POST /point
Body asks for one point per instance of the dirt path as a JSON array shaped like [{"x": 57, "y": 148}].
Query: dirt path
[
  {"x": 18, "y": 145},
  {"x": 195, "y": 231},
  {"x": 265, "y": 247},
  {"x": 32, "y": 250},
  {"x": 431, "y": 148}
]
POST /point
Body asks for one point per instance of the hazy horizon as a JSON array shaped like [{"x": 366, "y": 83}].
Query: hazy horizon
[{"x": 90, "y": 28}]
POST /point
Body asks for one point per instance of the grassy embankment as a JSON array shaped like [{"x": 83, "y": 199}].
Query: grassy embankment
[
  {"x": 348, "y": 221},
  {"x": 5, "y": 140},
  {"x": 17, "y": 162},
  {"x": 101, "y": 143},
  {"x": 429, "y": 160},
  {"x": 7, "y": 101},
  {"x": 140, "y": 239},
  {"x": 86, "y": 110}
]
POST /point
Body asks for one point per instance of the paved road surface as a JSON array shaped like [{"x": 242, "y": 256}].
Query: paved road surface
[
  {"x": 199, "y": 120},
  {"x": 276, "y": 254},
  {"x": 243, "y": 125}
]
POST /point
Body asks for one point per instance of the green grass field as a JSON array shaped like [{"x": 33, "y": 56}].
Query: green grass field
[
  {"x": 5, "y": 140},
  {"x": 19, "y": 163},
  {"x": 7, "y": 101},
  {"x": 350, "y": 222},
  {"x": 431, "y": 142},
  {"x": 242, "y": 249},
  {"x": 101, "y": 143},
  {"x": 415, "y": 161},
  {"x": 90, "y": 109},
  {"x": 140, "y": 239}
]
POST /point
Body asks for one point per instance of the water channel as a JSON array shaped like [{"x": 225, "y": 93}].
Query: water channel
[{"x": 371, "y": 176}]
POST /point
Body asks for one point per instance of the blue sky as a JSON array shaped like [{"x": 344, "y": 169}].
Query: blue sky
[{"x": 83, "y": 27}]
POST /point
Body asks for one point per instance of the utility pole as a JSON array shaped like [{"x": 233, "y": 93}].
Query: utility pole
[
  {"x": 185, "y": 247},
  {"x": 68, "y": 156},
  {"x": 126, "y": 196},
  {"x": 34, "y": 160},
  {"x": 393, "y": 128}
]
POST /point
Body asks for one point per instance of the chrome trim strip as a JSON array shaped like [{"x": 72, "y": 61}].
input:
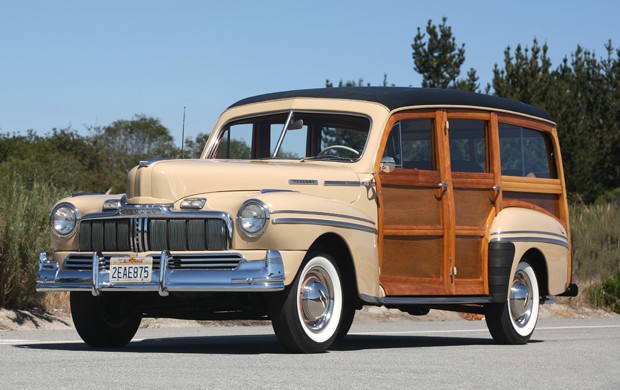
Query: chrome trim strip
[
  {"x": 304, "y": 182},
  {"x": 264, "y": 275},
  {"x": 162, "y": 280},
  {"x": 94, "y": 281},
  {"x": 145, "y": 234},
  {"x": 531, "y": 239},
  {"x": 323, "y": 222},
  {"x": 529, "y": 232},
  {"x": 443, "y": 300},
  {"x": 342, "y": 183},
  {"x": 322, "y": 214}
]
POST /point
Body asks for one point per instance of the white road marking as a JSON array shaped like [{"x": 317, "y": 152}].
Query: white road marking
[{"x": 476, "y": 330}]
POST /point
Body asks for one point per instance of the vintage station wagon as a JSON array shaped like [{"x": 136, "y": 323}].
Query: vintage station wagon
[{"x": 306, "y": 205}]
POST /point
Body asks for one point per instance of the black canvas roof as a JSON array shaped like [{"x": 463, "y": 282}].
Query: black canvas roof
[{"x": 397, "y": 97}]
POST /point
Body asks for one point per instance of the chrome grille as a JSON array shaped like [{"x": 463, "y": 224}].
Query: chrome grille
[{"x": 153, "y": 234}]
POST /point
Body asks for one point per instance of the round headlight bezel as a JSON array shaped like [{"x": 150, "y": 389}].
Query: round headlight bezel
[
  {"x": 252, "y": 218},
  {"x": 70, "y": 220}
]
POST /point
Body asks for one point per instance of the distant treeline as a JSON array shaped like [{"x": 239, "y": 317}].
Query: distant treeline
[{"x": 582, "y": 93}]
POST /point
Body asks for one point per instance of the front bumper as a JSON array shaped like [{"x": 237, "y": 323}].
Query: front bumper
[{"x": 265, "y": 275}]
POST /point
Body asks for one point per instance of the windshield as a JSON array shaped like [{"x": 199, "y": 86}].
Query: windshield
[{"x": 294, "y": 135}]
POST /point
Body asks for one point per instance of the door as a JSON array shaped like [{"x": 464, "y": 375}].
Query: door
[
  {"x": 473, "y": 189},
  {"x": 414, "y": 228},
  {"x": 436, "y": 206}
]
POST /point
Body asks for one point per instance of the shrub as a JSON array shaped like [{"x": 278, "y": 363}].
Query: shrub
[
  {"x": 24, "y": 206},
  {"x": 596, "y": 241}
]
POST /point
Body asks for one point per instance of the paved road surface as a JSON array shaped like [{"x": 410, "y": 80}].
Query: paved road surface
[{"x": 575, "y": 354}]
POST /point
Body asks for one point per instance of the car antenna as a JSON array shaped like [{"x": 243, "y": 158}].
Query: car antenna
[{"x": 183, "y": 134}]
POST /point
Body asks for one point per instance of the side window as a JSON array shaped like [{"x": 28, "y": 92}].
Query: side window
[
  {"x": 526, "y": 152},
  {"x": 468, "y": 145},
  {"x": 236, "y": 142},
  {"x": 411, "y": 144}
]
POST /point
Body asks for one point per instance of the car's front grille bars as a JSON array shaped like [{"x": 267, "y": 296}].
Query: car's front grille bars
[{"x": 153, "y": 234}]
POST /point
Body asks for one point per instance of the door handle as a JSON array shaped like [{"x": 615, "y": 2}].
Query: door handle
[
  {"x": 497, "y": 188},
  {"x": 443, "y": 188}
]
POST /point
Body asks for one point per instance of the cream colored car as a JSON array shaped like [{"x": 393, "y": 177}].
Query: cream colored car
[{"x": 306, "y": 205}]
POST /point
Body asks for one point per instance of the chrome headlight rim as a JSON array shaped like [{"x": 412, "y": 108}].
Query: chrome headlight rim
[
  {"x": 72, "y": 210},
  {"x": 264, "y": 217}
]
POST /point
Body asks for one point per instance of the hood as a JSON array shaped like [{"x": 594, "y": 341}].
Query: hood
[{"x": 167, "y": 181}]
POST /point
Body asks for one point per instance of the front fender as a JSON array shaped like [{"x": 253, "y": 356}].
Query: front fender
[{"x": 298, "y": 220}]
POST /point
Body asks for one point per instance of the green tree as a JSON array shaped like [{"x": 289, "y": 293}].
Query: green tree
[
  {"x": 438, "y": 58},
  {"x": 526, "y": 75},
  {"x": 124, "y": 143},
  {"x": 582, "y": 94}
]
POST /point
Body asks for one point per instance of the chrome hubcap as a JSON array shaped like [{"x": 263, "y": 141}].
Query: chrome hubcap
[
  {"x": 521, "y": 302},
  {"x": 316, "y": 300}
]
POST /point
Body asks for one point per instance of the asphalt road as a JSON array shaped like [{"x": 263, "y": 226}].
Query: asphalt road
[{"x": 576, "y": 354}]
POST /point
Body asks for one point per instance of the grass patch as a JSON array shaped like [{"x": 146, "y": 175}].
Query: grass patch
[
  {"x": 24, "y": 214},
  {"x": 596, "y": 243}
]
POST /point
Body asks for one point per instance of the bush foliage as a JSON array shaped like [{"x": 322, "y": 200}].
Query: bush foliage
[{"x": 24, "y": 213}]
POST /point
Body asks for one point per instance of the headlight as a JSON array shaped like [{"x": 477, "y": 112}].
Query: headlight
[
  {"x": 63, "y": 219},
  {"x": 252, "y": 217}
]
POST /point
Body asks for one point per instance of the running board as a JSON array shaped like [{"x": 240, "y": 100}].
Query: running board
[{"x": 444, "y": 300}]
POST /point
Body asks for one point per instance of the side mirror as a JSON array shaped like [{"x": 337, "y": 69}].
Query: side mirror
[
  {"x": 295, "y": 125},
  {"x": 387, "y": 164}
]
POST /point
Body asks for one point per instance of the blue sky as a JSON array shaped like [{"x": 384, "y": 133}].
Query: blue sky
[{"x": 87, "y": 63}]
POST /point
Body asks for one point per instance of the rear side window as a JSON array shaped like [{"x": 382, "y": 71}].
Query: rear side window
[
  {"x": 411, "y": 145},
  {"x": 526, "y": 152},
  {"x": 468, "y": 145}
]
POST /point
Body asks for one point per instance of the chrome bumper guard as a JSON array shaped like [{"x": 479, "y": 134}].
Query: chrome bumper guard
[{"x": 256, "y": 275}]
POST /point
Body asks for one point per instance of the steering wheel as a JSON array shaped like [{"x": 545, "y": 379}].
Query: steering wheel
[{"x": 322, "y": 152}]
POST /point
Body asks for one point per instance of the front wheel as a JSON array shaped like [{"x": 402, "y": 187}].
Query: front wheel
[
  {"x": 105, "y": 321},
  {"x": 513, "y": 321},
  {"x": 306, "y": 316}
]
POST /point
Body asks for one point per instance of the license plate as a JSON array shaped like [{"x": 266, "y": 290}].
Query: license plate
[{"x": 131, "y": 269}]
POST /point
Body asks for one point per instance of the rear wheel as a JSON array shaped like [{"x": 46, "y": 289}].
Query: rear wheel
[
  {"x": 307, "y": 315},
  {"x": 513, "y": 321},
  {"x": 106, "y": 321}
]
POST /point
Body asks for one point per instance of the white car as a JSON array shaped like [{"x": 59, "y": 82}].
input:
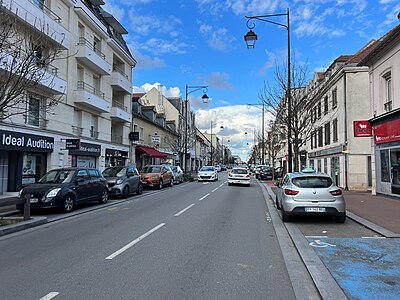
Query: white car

TO BE DONE
State how many of the lines above contain the word "hazy", giving only the number.

RESPONSE TO THIS EXERCISE
2